--- Begin ---

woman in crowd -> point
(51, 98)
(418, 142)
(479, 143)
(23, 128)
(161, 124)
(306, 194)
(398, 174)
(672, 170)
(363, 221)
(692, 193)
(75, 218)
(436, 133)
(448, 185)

--- End ---

### TASK TO COMPLETE
Copy out the records above word for word, every line included.

### FINISHED ANSWER
woman in crowd -> point
(51, 98)
(418, 142)
(479, 143)
(23, 128)
(161, 124)
(306, 194)
(398, 174)
(672, 170)
(363, 221)
(692, 193)
(75, 218)
(436, 133)
(448, 185)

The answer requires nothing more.